▶ **TASK TO CARRY OUT**
In the text about Van de Sant, how much money did Robert Milder ask for, and for what share of the business?

>> START DOCUMENT

Van de Sant is still in business. The company continues to manufacture furniture using recycled plastic gathered from oceans and land, and its website remains active with a full product range built around the same sustainable materials pitched on the show.

This is a furniture and design brand sold through its own site and business partnerships rather than a general marketplace, so there is no Amazon listing to check here. The direct website and its stated client relationships are the clearest evidence of an active business.

The Pitch

Founder Robert Milder brought Van de Sant into the Den in Series 16, Episode 13, pitching sustainable furniture with main frames built almost entirely from plastic waste collected from oceans and land, aimed initially at the spa and leisure sector before broadening out.

He asked for £70,000 in exchange for 15 percent of the business, positioning the company at the intersection of two trends the Dragons take seriously, genuine sustainability credentials and a design product with commercial retail appeal.

The Deal and What Happened After

Deborah Meaden made the offer, £70,000 for the 15 percent asked, and Milder accepted on air. As with several other pitches from this run of the show, the agreement made in front of the cameras does not appear to have carried through into a completed investment once the post-show process began.

That did not stop the business from growing. Van de Sant has continued building out its sustainable furniture range and has been reported working with organisations well beyond the leisure sector it started in, including partnerships tied to National Geographic and United Nations projects, a level of credibility that most Den alumni never reach.

>> END DOCUMENT
>> START DATASET EXCERPTS

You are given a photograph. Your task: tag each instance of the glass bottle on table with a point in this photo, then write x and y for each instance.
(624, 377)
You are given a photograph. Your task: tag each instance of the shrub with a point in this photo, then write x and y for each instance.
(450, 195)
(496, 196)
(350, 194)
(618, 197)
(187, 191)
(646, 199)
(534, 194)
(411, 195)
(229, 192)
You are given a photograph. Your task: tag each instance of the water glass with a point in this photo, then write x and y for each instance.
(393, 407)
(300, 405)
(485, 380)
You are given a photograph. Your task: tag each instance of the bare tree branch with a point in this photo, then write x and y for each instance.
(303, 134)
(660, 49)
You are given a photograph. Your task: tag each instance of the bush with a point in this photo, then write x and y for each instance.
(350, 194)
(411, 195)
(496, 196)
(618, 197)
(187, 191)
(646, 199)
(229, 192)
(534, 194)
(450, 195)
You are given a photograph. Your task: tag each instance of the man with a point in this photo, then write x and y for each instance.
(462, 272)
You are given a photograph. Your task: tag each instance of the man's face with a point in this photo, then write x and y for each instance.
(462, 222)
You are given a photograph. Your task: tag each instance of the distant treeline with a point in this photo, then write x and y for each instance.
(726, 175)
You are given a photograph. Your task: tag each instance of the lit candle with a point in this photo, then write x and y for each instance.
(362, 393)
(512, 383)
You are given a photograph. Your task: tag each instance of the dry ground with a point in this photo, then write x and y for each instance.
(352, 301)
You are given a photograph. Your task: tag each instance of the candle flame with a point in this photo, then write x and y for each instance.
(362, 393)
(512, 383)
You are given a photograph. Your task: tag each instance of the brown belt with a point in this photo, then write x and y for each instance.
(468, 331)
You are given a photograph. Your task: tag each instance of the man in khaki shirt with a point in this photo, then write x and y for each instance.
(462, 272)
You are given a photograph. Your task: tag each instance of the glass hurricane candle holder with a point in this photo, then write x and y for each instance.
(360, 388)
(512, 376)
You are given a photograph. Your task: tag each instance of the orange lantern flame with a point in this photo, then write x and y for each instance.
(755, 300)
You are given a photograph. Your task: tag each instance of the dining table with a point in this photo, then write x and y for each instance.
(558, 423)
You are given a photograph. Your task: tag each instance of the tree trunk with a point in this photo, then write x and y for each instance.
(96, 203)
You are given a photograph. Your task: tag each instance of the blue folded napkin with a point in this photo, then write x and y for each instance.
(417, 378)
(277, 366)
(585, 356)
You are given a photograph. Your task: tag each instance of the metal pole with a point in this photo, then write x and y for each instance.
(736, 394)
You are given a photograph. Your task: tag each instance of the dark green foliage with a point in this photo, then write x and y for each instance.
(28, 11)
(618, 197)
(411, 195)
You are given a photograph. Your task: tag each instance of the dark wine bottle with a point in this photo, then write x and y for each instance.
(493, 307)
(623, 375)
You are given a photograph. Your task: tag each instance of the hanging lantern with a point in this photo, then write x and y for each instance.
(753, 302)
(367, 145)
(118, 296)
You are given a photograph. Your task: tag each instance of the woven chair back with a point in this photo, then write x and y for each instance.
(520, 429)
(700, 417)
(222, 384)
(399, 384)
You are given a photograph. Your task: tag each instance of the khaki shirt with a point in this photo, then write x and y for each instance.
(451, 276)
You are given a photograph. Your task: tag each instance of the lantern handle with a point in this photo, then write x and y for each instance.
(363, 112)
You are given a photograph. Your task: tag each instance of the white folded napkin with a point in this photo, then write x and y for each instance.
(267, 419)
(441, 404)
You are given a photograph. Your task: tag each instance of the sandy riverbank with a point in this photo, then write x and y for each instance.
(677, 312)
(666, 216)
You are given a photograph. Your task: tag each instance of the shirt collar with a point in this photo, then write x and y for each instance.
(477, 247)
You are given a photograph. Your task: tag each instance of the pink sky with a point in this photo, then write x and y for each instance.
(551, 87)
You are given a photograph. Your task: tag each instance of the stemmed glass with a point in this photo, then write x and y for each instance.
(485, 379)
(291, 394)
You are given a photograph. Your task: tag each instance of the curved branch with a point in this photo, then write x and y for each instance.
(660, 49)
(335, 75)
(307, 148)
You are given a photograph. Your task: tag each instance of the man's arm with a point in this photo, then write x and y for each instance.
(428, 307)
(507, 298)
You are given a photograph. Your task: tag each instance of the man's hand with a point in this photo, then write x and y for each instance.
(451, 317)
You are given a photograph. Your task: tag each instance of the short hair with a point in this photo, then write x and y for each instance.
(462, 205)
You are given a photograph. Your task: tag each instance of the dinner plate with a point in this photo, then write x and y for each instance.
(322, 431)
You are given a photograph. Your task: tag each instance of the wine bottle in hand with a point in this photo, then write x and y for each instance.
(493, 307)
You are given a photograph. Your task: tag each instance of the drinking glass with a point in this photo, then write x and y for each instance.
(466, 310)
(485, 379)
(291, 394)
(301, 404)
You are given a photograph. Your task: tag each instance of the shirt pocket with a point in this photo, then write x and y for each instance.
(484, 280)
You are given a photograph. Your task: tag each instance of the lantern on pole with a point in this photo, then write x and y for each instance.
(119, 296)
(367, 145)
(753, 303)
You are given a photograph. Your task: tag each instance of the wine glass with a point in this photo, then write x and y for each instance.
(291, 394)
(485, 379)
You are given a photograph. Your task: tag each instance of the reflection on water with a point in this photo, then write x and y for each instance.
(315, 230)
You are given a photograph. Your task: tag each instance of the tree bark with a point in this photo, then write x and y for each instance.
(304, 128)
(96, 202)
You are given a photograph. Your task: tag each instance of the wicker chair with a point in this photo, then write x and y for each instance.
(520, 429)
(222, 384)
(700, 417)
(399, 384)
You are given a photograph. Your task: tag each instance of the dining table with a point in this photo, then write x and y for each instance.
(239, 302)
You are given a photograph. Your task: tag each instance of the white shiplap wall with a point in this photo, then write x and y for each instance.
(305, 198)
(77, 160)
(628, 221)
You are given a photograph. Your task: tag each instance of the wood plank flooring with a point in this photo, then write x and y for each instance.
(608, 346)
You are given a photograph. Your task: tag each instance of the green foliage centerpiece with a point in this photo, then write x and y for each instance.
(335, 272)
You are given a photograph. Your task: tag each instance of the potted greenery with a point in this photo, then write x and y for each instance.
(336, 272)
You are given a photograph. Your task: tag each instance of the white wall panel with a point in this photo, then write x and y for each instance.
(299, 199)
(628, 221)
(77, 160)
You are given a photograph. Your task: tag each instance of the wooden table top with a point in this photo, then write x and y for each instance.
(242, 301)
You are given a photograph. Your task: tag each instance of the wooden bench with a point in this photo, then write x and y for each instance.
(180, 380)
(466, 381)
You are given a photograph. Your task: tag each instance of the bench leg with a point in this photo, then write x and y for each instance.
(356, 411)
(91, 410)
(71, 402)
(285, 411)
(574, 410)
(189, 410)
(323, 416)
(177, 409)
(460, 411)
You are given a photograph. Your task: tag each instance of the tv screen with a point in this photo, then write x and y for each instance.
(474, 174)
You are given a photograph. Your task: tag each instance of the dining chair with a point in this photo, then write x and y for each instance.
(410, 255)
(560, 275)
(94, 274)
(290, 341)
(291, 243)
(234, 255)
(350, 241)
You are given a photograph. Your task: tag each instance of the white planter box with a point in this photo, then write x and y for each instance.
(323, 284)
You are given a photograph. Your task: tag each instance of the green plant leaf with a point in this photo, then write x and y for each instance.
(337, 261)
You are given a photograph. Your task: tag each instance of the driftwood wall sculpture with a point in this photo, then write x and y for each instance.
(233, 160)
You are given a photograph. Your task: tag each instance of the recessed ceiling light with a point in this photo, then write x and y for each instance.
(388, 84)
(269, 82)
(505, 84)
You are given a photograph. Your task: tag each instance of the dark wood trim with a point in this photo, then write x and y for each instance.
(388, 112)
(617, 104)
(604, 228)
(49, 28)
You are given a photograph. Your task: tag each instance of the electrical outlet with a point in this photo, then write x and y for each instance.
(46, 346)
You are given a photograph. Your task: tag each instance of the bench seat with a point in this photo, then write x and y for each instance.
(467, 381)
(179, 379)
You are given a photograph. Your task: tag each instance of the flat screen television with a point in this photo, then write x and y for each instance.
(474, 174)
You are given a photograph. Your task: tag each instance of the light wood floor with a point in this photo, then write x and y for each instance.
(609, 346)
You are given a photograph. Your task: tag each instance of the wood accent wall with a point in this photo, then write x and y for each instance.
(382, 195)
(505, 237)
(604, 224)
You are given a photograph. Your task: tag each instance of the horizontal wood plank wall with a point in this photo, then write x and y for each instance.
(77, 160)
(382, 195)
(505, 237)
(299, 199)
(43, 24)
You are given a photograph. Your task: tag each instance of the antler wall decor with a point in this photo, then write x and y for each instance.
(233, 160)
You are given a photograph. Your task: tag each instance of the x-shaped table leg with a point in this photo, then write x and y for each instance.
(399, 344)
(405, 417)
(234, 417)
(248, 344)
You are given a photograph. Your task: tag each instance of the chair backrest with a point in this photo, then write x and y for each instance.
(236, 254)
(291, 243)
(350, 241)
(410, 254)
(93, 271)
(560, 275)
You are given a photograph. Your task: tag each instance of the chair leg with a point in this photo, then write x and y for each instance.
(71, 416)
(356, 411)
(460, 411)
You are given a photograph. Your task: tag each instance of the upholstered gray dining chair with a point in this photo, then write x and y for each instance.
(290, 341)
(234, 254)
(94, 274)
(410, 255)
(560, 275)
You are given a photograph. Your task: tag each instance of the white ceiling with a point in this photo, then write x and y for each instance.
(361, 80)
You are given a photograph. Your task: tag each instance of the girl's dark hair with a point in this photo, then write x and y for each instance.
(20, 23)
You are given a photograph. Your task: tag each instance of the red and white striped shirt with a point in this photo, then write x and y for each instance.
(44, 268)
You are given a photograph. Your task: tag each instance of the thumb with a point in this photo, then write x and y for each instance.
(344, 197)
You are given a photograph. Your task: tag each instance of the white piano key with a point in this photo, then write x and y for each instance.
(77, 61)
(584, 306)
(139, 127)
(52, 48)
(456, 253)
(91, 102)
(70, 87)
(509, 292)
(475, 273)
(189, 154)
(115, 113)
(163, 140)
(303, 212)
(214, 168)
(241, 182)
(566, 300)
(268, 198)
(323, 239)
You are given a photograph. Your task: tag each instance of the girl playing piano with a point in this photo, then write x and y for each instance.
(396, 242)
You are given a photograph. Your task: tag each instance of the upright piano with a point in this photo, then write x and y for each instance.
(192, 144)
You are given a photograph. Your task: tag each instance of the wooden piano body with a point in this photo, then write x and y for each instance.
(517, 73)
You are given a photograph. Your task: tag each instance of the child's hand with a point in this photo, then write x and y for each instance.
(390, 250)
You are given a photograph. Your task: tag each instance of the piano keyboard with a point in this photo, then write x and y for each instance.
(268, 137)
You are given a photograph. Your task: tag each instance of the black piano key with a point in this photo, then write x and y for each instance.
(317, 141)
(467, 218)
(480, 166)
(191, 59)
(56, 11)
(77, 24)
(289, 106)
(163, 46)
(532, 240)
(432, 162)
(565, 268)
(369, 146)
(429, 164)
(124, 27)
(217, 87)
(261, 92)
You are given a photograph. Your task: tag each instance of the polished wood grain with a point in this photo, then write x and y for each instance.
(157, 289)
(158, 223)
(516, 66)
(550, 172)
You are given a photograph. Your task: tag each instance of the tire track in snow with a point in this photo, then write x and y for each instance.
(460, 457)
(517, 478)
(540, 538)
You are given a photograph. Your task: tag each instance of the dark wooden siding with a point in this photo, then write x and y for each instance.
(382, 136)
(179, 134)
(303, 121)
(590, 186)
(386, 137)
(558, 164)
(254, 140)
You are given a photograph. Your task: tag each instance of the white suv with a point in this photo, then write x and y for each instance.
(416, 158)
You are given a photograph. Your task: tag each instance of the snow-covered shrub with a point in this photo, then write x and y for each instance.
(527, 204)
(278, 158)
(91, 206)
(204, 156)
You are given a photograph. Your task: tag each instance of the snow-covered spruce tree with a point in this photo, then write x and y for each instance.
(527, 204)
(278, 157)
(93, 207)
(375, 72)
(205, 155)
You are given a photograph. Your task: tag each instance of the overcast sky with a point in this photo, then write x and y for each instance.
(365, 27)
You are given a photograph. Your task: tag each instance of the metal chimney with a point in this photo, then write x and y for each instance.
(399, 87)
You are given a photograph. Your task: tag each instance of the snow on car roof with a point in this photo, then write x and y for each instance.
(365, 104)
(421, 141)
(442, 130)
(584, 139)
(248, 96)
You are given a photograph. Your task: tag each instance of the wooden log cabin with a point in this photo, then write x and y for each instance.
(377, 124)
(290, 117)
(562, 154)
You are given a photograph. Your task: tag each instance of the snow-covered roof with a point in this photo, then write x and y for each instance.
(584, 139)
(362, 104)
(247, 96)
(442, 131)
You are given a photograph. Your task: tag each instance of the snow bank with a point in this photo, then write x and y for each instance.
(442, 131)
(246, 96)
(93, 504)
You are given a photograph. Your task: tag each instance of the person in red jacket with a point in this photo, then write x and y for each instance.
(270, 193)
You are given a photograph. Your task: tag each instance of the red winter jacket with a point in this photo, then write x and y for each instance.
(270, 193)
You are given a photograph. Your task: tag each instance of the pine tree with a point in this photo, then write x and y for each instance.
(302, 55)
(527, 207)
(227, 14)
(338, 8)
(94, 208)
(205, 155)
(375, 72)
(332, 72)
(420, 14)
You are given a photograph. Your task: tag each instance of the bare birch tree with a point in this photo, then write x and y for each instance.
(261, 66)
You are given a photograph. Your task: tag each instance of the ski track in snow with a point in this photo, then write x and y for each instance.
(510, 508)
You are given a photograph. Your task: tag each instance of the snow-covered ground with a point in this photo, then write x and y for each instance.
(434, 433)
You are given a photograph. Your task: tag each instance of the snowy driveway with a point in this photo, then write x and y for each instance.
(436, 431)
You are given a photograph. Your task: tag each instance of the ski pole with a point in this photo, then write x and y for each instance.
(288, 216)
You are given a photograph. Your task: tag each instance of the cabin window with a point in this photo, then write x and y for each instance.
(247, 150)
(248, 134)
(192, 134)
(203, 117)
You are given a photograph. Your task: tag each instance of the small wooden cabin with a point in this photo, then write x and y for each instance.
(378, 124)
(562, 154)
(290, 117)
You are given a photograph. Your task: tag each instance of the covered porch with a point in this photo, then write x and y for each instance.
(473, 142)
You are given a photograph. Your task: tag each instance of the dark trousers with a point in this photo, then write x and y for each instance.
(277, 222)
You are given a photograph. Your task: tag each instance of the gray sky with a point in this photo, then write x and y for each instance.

>> END DATASET EXCERPTS

▶ **WORKED ANSWER**
£70,000 for 15 percent of the business.